__What you need to do__.
After finding the line with "Target: dirt mound" in the data below, set down exactly each line through the one with "Task: pick out every instance of the green vintage", inclusive, and stop there.

__Records to use__.
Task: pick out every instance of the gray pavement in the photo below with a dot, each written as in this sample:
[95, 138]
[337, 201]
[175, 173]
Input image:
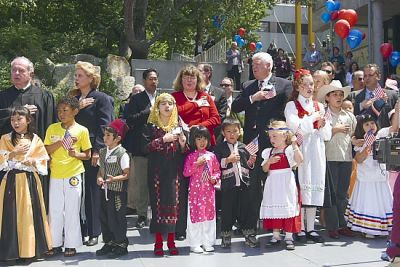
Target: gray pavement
[345, 252]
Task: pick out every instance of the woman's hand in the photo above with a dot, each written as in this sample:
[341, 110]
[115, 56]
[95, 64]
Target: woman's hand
[169, 137]
[95, 158]
[85, 102]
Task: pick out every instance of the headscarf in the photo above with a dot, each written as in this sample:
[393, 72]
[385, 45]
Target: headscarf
[154, 116]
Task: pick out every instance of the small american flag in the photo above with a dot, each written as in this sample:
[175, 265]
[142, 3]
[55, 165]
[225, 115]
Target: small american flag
[206, 175]
[328, 116]
[67, 141]
[378, 93]
[369, 138]
[300, 136]
[270, 94]
[252, 147]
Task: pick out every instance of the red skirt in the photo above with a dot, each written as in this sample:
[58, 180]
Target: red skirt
[290, 225]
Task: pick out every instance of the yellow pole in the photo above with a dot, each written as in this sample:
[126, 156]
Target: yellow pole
[311, 34]
[298, 34]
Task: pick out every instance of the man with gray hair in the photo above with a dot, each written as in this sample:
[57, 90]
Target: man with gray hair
[262, 99]
[23, 92]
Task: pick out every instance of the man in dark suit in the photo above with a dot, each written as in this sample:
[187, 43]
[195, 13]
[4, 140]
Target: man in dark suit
[365, 102]
[217, 94]
[136, 114]
[262, 99]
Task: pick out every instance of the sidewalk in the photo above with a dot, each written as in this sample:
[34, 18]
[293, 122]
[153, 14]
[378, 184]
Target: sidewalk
[358, 252]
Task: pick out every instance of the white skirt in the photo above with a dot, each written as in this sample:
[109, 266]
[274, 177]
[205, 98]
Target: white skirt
[280, 198]
[370, 209]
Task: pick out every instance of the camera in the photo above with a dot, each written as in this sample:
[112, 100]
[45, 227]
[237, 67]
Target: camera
[387, 151]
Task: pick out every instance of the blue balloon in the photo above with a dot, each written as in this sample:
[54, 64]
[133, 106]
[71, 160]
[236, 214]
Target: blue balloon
[258, 45]
[338, 5]
[354, 38]
[326, 17]
[394, 58]
[330, 5]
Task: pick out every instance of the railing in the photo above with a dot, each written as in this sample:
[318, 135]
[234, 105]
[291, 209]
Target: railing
[215, 54]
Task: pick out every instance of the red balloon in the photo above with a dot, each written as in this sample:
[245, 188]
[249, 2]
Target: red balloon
[334, 15]
[342, 28]
[241, 31]
[386, 50]
[350, 15]
[252, 46]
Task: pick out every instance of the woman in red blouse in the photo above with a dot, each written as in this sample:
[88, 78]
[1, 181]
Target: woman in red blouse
[195, 106]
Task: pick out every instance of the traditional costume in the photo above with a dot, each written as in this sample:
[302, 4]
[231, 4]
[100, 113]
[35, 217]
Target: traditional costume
[24, 230]
[201, 228]
[280, 207]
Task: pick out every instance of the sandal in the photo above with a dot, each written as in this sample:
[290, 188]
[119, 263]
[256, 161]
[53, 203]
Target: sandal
[69, 252]
[52, 252]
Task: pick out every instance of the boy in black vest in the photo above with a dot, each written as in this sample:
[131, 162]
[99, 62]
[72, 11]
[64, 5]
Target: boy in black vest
[112, 177]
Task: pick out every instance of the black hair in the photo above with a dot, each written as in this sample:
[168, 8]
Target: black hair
[361, 119]
[147, 72]
[22, 111]
[199, 132]
[71, 101]
[230, 121]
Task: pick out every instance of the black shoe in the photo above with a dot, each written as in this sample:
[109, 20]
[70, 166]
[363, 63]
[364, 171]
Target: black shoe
[314, 238]
[118, 251]
[180, 237]
[104, 250]
[141, 222]
[92, 241]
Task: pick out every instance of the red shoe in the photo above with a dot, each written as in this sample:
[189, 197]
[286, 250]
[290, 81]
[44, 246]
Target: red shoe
[346, 232]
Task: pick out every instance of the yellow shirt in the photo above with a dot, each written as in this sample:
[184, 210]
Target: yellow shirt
[62, 165]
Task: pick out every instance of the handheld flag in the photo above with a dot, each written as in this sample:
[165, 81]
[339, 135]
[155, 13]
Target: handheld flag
[252, 147]
[67, 141]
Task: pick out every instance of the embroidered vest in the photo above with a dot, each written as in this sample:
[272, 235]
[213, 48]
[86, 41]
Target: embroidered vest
[113, 168]
[301, 112]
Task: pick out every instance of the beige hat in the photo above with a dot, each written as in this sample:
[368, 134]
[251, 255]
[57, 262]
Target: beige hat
[335, 85]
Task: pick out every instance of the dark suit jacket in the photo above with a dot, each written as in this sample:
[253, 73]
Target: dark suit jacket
[137, 112]
[356, 97]
[33, 95]
[96, 117]
[259, 114]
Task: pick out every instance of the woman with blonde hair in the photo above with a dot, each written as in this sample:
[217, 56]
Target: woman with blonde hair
[96, 112]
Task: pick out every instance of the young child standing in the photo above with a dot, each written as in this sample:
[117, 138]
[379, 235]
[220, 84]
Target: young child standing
[235, 162]
[370, 207]
[339, 156]
[305, 117]
[165, 144]
[112, 177]
[24, 230]
[67, 143]
[203, 169]
[280, 207]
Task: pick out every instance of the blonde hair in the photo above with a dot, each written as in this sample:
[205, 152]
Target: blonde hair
[281, 127]
[189, 70]
[154, 116]
[91, 71]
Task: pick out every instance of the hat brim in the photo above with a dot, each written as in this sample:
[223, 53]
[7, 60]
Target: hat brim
[326, 89]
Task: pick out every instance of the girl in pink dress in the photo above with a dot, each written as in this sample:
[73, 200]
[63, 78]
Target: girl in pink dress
[203, 169]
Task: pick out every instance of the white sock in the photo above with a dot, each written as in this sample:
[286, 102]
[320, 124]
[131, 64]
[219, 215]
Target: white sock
[310, 218]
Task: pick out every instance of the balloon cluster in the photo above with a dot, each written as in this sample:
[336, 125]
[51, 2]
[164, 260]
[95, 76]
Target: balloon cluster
[346, 19]
[239, 39]
[388, 53]
[218, 21]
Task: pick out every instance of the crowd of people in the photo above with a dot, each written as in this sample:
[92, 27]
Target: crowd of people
[304, 147]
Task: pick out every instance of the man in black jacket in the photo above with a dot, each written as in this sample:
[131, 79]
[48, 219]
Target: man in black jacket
[136, 114]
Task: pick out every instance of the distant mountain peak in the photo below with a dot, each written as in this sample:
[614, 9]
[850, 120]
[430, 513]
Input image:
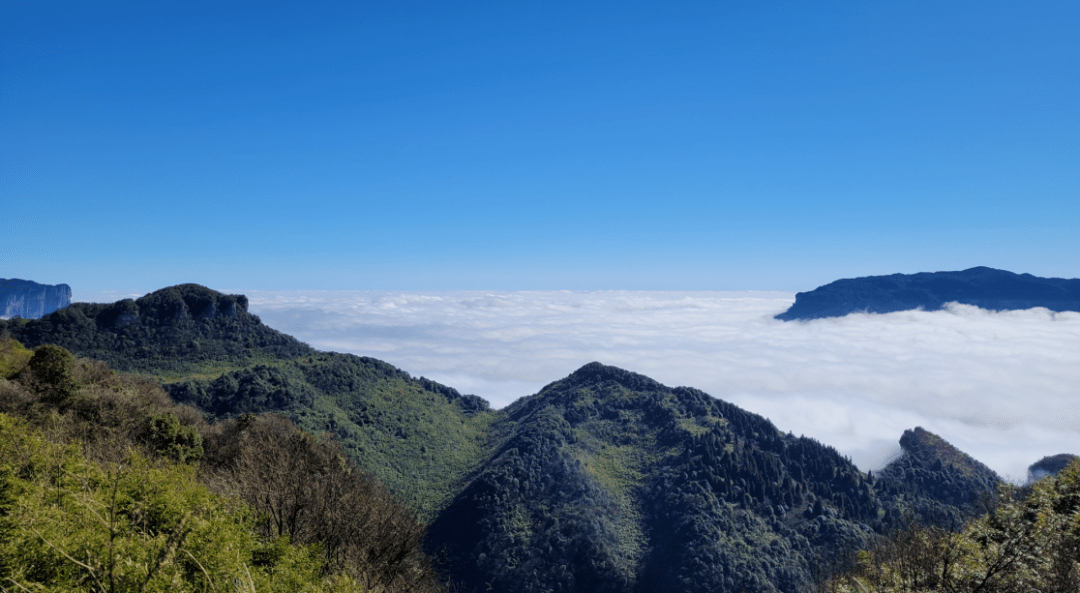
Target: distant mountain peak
[981, 286]
[926, 444]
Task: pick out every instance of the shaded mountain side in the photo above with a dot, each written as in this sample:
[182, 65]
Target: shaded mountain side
[1049, 466]
[175, 332]
[986, 287]
[416, 435]
[28, 299]
[103, 467]
[935, 481]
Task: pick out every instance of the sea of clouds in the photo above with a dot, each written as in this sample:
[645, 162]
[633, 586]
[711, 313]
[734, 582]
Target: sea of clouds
[1000, 386]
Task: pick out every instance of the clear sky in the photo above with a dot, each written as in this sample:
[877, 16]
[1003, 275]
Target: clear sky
[527, 145]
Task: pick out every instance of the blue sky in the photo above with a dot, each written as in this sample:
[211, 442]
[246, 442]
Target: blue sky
[430, 146]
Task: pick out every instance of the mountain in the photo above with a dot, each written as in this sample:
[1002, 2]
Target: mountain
[935, 481]
[609, 481]
[604, 481]
[1049, 466]
[28, 299]
[416, 435]
[985, 287]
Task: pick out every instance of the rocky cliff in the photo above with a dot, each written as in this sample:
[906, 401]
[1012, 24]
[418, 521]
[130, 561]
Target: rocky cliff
[25, 298]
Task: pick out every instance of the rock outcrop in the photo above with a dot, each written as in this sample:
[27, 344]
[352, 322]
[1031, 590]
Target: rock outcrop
[985, 287]
[25, 298]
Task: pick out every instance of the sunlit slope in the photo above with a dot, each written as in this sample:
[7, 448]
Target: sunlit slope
[417, 436]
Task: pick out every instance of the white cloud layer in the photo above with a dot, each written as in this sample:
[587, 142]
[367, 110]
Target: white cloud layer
[1002, 387]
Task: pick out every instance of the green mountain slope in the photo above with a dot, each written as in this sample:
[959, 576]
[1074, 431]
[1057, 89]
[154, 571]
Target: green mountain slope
[417, 436]
[604, 481]
[935, 482]
[609, 481]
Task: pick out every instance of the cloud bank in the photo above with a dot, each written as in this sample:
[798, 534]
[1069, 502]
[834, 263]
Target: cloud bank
[1002, 387]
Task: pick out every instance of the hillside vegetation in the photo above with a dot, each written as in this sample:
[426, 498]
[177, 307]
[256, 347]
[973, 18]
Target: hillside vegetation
[415, 435]
[1029, 541]
[107, 485]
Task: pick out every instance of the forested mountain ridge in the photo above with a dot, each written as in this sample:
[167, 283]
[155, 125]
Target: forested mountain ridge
[603, 481]
[610, 481]
[418, 436]
[108, 485]
[29, 299]
[985, 287]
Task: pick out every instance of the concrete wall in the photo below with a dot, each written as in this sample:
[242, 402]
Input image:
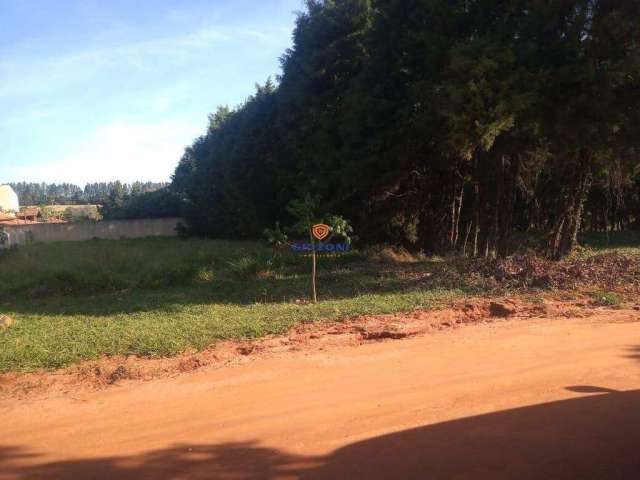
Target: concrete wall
[112, 229]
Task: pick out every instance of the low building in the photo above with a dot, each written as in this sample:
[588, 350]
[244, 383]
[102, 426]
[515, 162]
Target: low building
[28, 214]
[9, 203]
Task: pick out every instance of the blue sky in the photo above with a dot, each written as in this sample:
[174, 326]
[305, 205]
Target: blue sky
[99, 90]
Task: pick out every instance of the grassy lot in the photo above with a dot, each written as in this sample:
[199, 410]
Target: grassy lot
[158, 297]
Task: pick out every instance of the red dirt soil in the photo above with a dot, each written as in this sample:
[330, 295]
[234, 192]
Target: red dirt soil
[550, 392]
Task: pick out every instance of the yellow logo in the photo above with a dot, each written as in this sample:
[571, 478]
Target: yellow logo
[321, 231]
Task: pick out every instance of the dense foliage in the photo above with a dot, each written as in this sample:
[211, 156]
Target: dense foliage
[439, 124]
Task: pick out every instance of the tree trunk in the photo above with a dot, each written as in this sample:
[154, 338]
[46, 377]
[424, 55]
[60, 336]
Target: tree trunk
[564, 236]
[476, 208]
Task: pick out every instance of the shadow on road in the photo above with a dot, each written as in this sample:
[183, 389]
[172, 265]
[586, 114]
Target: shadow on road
[595, 436]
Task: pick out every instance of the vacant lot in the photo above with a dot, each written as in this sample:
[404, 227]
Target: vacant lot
[159, 297]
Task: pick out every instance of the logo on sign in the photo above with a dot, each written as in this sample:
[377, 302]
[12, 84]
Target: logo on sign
[320, 231]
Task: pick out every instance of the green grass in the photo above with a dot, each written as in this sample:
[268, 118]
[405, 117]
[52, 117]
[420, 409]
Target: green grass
[606, 299]
[160, 297]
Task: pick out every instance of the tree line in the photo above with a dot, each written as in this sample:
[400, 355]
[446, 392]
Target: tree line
[444, 125]
[31, 193]
[117, 200]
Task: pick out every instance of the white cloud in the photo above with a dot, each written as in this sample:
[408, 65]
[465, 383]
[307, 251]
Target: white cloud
[122, 150]
[30, 77]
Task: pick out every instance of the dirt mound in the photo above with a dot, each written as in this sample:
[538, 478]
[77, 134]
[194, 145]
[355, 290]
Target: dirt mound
[612, 271]
[310, 337]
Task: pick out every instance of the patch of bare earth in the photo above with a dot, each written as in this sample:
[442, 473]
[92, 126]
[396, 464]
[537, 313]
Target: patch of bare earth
[311, 337]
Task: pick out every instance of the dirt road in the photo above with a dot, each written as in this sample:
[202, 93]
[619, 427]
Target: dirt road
[540, 398]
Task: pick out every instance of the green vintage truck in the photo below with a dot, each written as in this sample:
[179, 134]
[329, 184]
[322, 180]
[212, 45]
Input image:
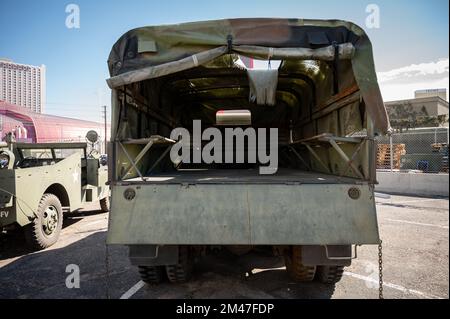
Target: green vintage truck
[41, 182]
[322, 101]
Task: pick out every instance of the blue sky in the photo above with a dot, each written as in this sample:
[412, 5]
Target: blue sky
[410, 47]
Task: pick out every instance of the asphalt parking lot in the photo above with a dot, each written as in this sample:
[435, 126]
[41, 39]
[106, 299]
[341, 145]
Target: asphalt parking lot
[415, 237]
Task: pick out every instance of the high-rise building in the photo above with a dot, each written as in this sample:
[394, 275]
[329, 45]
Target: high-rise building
[442, 93]
[23, 85]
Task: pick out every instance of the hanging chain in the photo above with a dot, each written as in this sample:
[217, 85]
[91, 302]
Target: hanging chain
[107, 270]
[380, 270]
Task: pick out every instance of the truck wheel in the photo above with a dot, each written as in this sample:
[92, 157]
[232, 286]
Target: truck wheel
[329, 274]
[45, 229]
[104, 204]
[151, 274]
[296, 270]
[182, 271]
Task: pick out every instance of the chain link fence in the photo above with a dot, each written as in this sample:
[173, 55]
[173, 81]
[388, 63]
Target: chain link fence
[424, 150]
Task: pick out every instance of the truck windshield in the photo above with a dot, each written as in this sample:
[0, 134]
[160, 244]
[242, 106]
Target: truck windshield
[37, 153]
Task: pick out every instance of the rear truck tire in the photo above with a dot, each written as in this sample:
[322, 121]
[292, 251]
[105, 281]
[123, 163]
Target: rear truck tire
[45, 229]
[296, 270]
[329, 274]
[152, 275]
[182, 271]
[104, 204]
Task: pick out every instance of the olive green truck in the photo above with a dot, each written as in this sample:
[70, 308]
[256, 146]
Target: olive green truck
[41, 182]
[317, 97]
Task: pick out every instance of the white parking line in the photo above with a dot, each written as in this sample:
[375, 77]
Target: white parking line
[133, 290]
[416, 223]
[419, 200]
[392, 286]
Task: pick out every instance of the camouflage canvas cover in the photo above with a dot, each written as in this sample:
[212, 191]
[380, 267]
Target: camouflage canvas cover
[305, 46]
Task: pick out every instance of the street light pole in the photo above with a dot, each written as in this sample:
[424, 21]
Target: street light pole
[106, 128]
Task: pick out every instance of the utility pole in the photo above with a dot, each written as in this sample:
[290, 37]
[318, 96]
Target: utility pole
[106, 128]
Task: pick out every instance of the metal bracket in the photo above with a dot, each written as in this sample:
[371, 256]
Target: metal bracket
[341, 258]
[148, 142]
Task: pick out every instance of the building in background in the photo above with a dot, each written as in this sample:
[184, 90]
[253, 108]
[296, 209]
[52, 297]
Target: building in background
[428, 109]
[32, 127]
[442, 93]
[22, 85]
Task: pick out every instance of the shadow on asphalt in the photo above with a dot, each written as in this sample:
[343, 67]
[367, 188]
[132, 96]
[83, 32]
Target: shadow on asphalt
[13, 244]
[222, 275]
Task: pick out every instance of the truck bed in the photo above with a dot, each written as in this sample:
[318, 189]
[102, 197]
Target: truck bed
[244, 176]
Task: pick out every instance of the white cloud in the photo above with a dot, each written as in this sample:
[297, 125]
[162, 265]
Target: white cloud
[415, 71]
[401, 83]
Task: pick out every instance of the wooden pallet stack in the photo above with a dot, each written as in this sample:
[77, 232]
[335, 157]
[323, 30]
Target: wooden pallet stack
[384, 155]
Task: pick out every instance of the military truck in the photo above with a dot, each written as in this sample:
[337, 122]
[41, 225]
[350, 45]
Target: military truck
[41, 182]
[323, 105]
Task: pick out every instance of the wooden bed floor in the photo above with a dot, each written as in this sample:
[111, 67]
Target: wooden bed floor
[244, 176]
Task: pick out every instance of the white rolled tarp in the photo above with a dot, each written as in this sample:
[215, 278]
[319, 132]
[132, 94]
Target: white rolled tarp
[346, 52]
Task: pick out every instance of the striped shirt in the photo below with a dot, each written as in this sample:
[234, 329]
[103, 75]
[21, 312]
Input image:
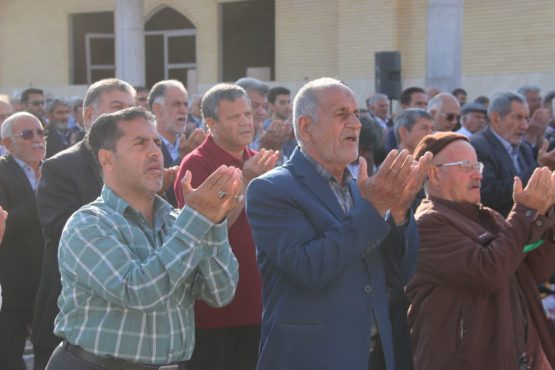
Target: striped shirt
[128, 288]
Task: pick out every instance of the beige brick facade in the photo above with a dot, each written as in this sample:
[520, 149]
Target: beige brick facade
[505, 43]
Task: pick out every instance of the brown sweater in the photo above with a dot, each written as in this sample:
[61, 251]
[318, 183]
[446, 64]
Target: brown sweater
[474, 297]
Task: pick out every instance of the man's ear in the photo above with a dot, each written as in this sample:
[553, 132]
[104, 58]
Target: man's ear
[105, 159]
[87, 117]
[402, 134]
[305, 128]
[210, 122]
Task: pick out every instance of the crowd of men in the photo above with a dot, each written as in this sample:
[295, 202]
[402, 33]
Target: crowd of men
[247, 228]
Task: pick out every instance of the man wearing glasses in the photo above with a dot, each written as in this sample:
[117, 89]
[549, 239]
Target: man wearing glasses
[32, 101]
[446, 111]
[474, 293]
[500, 147]
[21, 249]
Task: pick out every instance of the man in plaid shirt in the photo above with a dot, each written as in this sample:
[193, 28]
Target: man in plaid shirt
[131, 265]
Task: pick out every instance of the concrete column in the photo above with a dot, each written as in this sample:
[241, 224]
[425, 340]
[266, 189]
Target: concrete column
[130, 41]
[444, 35]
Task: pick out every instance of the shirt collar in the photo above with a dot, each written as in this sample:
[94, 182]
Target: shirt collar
[510, 148]
[217, 152]
[161, 207]
[325, 173]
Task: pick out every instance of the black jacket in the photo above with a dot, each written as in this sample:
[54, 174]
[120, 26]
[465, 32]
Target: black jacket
[69, 180]
[22, 246]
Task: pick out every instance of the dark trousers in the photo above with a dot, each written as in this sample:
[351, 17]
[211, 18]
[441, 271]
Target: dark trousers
[61, 360]
[233, 348]
[13, 332]
[42, 355]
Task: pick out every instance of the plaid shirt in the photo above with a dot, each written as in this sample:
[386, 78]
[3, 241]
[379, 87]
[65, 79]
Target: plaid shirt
[128, 289]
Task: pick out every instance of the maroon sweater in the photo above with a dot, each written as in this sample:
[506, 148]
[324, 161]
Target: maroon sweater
[246, 307]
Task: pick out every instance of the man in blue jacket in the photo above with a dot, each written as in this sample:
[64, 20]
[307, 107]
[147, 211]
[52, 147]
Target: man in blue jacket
[328, 247]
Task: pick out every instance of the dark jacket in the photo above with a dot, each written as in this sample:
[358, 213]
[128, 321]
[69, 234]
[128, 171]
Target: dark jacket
[499, 170]
[324, 272]
[472, 277]
[69, 180]
[21, 248]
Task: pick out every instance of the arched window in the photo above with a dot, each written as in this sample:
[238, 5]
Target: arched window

__Answer to the problem__.
Target: dirt mound
[612, 271]
[310, 337]
Task: pick out every instance of the patch of bare earth in the photo above with a dot, each written as in this sample:
[442, 473]
[92, 126]
[396, 464]
[537, 313]
Target: patch of bare earth
[311, 337]
Task: pick out every instance of the dirt road in the photo above with a dot, each written as in this sample:
[202, 93]
[619, 427]
Target: dirt road
[540, 398]
Task: pick out every instance of the green vintage truck in the photo below with a dot, each written as in this sample:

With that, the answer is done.